*Source document*:

::::

Staff AI Infrastructure Site Reliability Engineer

2 months ago


Santa Clara, California, United States XPENG Motors Full time
Job Title: Senior Staff AI Infrastructure SRE

Xpeng Motors is a leading smart electric vehicle company that designs, develops, and manufactures smart EVs with advanced Internet, AI, and autonomous driving technologies. We are committed to in-house R&D and intelligent manufacturing to create a better mobility experience for our customers.

About the Role

We are seeking a Senior Staff AI Infrastructure SRE to lead the design and implementation of robust, cloud-native AI infrastructure solutions that support our autonomous driving initiatives. As a key technical leader, you will be instrumental in architecting and developing scalable, secure AI infrastructure on cloud-native platforms.

Responsibilities
  • Architect and lead the development of scalable, secure AI infrastructure on cloud-native platforms to support autonomous driving technologies
  • Collaborate closely with ML teams to facilitate seamless integration and optimal performance of AI algorithms
  • Identify and address system bottlenecks and instabilities, applying innovative solutions to enhance system reliability and efficiency
  • Foster technological advancements through research and implementation of state-of-the-art AI tools and methodologies
  • Act as a key technical leader and mentor, promoting a culture of technical excellence and collaborative innovation within the AI infrastructure team
Requirements
  • Bachelor's or Master's in Computer Science, Engineering, or related technical field
  • 5+ years of experience in designing, deploying, and managing GPU clusters for high-performance computing in AI applications, particularly within cloud environments
  • Proficient in cloud services (AWS, Azure, ALI Cloud) and building containerized applications using Kubernetes and Docker
  • Strong programming skills in Python, Golang, and experience with AI/ML frameworks (TensorFlow, PyTorch)

::::

*Excerpted data*:

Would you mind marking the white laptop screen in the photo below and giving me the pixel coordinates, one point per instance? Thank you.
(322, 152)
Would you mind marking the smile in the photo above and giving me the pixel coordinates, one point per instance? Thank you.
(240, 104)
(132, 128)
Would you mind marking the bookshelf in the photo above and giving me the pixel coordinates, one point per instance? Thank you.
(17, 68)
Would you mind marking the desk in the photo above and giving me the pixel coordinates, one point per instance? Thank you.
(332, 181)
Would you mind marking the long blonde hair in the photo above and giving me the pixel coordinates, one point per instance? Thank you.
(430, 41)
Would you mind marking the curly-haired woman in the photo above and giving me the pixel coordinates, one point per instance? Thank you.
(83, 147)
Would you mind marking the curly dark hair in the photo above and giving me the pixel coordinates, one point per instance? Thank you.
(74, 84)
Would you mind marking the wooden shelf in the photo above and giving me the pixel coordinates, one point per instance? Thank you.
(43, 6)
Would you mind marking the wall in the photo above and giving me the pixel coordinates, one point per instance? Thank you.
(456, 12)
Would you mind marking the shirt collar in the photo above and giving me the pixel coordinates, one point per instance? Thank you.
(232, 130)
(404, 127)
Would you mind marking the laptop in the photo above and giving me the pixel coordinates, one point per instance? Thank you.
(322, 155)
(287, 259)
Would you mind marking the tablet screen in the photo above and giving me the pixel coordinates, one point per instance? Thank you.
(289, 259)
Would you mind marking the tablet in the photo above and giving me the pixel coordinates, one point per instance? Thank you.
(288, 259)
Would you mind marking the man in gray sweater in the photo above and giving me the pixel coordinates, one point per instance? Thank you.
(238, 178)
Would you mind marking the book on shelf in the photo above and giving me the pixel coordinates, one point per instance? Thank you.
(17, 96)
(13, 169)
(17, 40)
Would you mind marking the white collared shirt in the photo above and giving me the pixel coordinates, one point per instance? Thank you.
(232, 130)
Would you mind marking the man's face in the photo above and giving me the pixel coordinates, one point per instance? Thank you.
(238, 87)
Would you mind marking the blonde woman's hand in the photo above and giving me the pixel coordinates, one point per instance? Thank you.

::::

*Work to complete*: From the job posting's requirements, list every cloud service, container tool, and AI/ML framework that is named. Answer from the job posting alone.

*Right answer*: AWS, Azure, ALI Cloud, Kubernetes, Docker, TensorFlow, PyTorch